> Parts of the exercise:
A – Reproduce the passage of the rolling-upgrade thread from "Am I just looking" to "updates & reboots?".
B – Summarize the rolling-upgrade thread in two sentences.
C – Translate this sentence from the rolling-upgrade thread into Spanish: "I'm looking for the best way to perform regular rolling upgrades for my infrastructure."

> Source excerpt:
"""

How can I deploy rolling OS upgrades & reboots with Puppet or MCollective?

I'm looking for the best way to perform regular rolling upgrades for my infrastructure.

Typically, this involves doing this on each host, one at a time:

sudo yum update -y && sudo reboot

But, I'm hitting limits of that being a scalable.

I want to only reboot one node at a time within each of my roles, so that, say, I don't take down all of my load balancers, or DB cluster members, at the same time.

Ideally, I'd wanna do something like:

for role in $(< roles_list.txt) ; do
    mco package update_all_and_reboot \
        --batch 1 --batch-sleep 90 \
        -C $role -F environment=test
done

But, that doesn't quite seem to exist. I'm not sure if using the "shell" agent is the best approach, either?

mco shell run 'yum update -y && reboot' \
    --batch 1 --batch-sleep 90

Am I just looking at the wrong sort of tool for this job, though? Is there something better for managing these sort of rolling reboots, but that I can somehow link up with my Puppet-assigned roles, so that I can be comfortable that I'm not taking down anything important all at once, but that I can still do some parallel updates & reboots?


Configuration

Deploy

cd /usr/share/ruby/vendor_ruby/mcollective/application
wget https://raw.githubusercontent.com/arnobroekhof/mcollective-plugin-power/master/application/power.rb

and

cd /usr/libexec/mcollective/mcollective/agent
wget https://raw.githubusercontent.com/arnobroekhof/mcollective-plugin-power/master/agent/power.ddl
wget https://raw.githubusercontent.com/arnobroekhof/mcollective-plugin-power/master/agent/power.rb

on both hosts, i.e. test-server1 and test-server2.

"""

> Entries:
"""

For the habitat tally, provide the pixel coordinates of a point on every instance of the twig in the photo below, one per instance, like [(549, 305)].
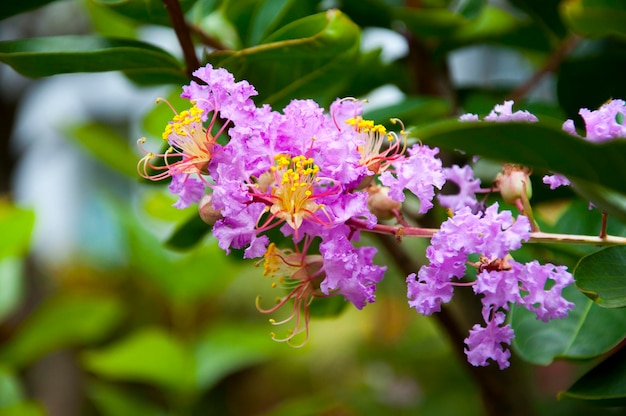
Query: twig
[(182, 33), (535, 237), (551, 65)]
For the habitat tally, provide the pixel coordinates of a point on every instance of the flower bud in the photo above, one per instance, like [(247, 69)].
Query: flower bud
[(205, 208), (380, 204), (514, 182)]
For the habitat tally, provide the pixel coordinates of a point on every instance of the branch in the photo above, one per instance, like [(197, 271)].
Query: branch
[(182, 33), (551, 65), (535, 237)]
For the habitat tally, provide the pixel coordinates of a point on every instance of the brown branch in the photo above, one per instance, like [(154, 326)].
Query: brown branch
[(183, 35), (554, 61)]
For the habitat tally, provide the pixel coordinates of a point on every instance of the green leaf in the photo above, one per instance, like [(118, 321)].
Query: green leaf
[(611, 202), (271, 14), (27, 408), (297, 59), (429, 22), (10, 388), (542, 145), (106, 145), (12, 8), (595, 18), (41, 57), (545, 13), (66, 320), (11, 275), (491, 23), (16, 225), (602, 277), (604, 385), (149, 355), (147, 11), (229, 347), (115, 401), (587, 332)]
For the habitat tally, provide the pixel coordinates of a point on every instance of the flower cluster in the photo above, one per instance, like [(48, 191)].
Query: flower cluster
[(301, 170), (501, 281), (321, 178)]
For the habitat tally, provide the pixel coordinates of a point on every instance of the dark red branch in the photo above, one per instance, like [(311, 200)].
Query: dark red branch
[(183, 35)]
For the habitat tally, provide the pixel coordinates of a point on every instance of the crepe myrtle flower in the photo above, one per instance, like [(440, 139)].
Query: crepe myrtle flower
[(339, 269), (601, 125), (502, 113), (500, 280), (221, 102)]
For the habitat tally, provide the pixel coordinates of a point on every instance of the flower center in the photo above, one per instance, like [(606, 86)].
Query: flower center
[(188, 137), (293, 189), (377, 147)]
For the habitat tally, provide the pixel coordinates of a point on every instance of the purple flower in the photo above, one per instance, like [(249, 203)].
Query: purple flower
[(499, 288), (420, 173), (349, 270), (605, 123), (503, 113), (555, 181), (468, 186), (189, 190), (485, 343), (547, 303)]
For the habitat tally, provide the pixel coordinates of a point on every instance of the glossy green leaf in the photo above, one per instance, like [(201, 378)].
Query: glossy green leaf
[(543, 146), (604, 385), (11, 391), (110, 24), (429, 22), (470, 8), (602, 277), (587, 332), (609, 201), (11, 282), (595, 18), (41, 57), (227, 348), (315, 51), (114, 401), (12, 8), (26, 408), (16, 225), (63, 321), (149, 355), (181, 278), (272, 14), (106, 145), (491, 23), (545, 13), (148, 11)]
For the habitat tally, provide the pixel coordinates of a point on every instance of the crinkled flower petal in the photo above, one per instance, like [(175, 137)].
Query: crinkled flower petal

"""

> Answers to the exercise:
A –
Am I just looking at the wrong sort of tool for this job, though? Is there something better for managing these sort of rolling reboots, but that I can somehow link up with my Puppet-assigned roles, so that I can be comfortable that I'm not taking down anything important all at once, but that I can still do some parallel updates & reboots?

B – The poster wants to run regular rolling OS upgrades and reboots across their infrastructure, restarting only one node per role at a time. They ask whether MCollective, including its shell agent, is the right tool or whether something else can tie into their Puppet-assigned roles, and a configuration then uses wget to download the mcollective power plugin's application and agent files on test-server1 and test-server2.

C – Estoy buscando la mejor manera de realizar actualizaciones escalonadas periódicas en mi infraestructura.